* _Directions for this task_
Who are all the people named in the article on Affymax's anemia drug approval, including its byline?

Affymax Wins Approval of Drug for Anemic Kidney Patients
By Anna Edney - Mar 27, 2012 4:10 PM ET
Affymax Inc. (AFFY) won U.S. approval for Omontys, a competitor to Amgen Inc. (AMGN)’s anemia treatments that have been the only options for patients with loss of kidney function for more than 20 years.
The Food and Drug Administration cleared Omontys, known as peginesatide, for patients with chronic kidney disease on dialysis, the agency said today in a statement. The drug will be Palo Alto, California-based Affymax’s first marketed product.
“There has been and continues to be a lot of interest across the board from dialysis providers,” John Orwin, chief executive officer for Affymax, said in a telephone interview.
Approval of the drug – intended to be used once a month instead of as often as three times a week for Amgen’s Epogen – may save money for Medicare, the U.S. health program for the elderly and disabled. Peginesatide may generate as much as $700 million in peak sales by 2017, Ian Somaiya, an analyst at Piper Jaffray & Co. in New York, said in a telephone interview.
Affymax gained 4.2 percent to $14.31 at the close in New York. The company’s shares have gained 135 percent in the past 12 months.
“We’re dealing with a monopoly right now and that’s not ideal because it’s occurred for two decades,” Somaiya said of Epogen. “Small and medium dialysis centers are price sensitive. Peginesatide would be the choice for these dialysis providers.”
Dialysis removes toxins from the blood when kidneys can’t.
Orwin anticipates that large dialysis providers may try out Omontys in some centers before agreeing to use it in every facility. Fresenius Medical Care AG (FME), the largest dialysis provider by annual revenue, participated in final-phase clinical trials and is involved in continuing studies, making it easier to access the medicine’s performance, he said.
Amgen’s Epogen, approved in 1989, generated $2 billion in sales last year, a decrease of 19 percent from 2010, according to data compiled by Bloomberg. Peginesatide may compete to a lesser extent with Thousand Oaks, California-based Amgen’s Aranesp, which is primarily used on nondialysis kidney patients. Aranesp had $2.3 billion in sales last year.

* _Data for review_
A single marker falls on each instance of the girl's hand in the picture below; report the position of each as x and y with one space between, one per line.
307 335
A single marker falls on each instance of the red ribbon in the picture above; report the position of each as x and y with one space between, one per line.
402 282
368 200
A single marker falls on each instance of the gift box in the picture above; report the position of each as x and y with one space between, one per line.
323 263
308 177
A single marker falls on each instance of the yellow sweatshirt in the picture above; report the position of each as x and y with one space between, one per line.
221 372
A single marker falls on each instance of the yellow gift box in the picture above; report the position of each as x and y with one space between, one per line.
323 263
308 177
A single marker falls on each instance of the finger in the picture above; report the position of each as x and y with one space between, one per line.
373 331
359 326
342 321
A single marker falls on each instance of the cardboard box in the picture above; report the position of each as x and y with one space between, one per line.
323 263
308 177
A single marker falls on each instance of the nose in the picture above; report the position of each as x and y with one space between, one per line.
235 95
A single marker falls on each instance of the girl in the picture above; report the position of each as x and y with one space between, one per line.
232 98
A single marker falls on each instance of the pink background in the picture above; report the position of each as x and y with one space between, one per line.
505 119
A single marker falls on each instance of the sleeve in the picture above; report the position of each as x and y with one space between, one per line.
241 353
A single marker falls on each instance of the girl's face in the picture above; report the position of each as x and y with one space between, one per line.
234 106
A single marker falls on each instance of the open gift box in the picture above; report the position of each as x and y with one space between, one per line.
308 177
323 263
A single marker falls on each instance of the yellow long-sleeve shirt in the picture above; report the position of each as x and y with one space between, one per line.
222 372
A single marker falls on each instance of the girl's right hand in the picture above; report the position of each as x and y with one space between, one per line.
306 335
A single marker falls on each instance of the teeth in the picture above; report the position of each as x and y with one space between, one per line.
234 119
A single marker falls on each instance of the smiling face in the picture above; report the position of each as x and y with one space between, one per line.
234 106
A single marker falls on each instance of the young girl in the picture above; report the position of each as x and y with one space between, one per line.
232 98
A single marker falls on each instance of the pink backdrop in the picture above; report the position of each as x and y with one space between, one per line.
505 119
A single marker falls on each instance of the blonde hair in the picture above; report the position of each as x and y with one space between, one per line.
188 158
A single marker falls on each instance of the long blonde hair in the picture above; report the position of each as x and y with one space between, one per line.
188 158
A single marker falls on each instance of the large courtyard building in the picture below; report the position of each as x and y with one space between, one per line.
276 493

...

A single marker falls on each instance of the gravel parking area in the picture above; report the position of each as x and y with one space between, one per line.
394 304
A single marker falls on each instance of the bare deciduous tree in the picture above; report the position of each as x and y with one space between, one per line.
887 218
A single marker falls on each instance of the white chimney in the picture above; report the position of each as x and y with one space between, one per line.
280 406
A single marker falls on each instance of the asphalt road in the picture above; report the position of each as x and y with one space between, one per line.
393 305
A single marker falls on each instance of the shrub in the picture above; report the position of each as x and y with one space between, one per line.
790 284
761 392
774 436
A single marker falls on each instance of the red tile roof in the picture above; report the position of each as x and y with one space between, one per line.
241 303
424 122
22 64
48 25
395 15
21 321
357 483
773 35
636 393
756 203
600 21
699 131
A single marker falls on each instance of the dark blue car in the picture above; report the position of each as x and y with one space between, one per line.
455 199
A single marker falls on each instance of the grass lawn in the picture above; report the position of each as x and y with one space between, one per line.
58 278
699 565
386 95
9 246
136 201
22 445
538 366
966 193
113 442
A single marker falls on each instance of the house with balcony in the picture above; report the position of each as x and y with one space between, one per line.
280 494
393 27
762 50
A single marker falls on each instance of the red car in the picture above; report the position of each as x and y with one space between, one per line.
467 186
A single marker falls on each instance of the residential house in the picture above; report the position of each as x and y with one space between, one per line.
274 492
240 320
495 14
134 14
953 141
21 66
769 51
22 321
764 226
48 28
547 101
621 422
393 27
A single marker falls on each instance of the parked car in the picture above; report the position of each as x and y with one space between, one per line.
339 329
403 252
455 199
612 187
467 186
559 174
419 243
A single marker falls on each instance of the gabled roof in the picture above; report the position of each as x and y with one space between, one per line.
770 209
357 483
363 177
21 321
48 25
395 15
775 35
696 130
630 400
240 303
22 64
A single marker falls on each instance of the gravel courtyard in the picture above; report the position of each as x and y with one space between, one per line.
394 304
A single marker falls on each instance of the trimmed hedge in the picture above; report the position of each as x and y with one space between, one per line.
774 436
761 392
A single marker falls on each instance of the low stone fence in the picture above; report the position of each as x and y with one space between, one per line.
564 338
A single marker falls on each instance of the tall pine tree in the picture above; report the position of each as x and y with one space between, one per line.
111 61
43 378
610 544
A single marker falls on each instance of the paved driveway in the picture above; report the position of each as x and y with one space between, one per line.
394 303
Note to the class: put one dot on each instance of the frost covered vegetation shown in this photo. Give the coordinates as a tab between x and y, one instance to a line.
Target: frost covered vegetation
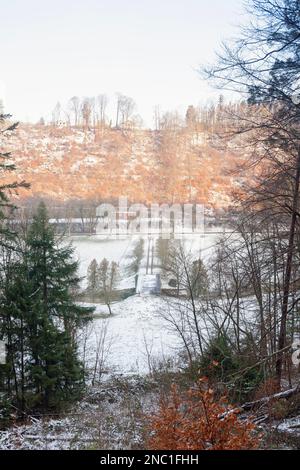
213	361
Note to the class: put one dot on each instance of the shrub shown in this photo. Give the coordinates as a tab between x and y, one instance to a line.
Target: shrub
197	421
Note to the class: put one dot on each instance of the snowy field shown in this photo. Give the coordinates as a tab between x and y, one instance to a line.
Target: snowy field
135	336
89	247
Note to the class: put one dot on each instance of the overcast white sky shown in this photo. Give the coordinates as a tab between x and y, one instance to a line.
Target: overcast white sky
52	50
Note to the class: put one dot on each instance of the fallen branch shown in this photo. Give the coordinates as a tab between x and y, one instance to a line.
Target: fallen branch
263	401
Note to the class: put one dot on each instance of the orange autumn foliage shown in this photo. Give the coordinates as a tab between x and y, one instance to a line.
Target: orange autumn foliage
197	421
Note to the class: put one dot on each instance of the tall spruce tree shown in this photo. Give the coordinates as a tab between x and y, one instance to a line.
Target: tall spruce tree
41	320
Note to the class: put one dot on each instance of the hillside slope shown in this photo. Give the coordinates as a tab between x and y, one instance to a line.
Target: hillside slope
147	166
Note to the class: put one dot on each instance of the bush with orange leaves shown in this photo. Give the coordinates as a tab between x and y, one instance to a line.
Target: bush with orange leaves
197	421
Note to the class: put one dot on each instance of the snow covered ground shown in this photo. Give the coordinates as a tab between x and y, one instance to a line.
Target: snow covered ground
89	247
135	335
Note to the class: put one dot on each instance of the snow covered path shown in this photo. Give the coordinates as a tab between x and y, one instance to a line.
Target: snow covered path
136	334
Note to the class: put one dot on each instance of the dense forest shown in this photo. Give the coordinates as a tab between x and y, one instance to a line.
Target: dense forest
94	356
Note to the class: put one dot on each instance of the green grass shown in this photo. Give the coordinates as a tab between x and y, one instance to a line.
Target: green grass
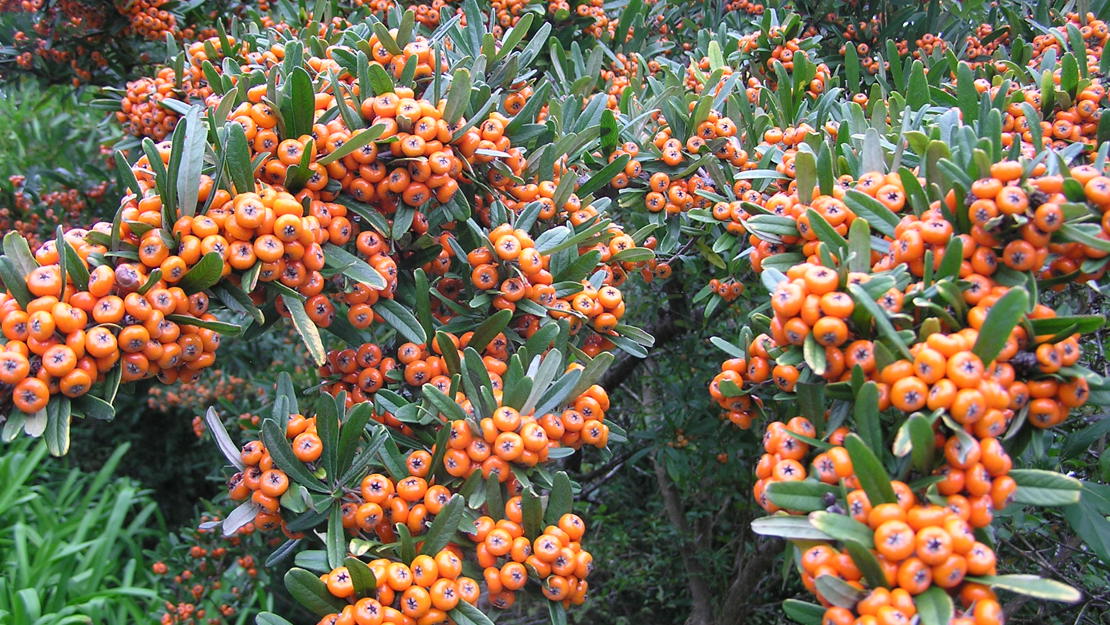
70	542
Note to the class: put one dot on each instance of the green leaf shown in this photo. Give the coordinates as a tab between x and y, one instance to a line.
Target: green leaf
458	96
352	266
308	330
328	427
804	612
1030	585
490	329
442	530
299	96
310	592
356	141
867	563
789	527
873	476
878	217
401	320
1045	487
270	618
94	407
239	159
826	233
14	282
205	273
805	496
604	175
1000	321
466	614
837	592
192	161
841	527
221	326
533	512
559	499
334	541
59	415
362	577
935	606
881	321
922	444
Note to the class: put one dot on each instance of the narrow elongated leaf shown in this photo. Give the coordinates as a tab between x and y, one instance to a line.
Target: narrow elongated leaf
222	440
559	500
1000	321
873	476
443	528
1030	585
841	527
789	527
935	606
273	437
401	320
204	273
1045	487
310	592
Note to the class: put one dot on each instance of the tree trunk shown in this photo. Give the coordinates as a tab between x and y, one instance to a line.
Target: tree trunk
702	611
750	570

* * *

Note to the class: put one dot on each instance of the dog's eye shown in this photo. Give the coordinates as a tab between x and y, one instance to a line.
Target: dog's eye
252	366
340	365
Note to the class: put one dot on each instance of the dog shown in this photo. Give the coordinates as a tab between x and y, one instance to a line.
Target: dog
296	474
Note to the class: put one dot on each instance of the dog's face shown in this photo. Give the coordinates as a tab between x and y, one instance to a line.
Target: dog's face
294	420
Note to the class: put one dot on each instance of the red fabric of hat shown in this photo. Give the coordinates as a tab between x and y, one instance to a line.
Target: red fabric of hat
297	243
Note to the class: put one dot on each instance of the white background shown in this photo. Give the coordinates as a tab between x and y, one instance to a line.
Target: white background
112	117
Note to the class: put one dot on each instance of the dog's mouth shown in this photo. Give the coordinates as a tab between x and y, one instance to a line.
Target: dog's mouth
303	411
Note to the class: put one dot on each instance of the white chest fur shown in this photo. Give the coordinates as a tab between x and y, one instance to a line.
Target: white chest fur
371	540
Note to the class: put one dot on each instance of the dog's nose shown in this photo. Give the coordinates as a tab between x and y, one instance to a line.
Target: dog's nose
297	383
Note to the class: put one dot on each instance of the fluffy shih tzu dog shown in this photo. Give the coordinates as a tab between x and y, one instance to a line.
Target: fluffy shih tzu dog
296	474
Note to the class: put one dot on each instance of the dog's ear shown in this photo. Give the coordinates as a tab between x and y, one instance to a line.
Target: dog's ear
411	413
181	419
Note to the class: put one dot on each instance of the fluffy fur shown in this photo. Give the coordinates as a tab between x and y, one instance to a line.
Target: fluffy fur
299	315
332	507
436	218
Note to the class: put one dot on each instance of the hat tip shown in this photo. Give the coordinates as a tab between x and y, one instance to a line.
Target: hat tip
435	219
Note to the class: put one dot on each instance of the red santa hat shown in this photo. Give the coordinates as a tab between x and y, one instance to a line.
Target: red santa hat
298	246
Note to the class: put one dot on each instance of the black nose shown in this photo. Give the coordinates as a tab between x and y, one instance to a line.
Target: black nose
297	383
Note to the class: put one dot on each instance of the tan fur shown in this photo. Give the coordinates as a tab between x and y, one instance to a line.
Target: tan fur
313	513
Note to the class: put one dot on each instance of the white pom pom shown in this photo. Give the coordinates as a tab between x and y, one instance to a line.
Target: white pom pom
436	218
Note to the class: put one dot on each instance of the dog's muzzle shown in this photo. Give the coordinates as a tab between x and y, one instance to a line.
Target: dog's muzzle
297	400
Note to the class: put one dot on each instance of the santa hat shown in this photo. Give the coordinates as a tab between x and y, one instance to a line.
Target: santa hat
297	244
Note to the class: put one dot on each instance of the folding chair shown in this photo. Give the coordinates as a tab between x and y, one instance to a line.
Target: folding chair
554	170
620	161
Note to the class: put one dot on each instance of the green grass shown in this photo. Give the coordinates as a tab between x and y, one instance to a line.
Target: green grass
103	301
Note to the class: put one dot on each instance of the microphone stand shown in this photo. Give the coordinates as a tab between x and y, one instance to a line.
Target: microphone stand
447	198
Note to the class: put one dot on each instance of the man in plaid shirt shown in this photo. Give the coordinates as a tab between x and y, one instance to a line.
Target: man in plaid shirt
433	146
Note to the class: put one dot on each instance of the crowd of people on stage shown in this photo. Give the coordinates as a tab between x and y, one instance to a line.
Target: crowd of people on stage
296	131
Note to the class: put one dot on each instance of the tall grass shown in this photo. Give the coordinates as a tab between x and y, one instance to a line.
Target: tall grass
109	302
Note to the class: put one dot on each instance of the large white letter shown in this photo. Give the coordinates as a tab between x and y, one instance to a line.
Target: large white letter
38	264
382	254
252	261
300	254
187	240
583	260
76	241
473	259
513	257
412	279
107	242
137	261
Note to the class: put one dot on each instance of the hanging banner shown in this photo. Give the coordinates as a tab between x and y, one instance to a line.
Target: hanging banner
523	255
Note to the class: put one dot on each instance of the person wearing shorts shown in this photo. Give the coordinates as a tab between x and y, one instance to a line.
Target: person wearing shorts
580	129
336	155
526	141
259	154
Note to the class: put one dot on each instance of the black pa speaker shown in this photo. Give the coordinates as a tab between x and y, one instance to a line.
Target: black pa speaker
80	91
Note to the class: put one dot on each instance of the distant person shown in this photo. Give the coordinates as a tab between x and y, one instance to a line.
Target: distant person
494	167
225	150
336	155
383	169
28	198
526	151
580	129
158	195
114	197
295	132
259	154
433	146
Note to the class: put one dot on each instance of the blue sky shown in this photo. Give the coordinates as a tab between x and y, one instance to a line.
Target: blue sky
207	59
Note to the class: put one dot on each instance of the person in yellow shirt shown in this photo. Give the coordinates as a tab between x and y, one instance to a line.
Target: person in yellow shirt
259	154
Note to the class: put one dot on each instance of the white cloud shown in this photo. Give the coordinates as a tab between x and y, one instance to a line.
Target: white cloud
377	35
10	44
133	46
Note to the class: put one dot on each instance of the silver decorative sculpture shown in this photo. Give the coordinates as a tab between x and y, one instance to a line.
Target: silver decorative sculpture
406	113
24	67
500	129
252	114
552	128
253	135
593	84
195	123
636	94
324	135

* _Exercise solution_
Anna Edney, John Orwin, Ian Somaiya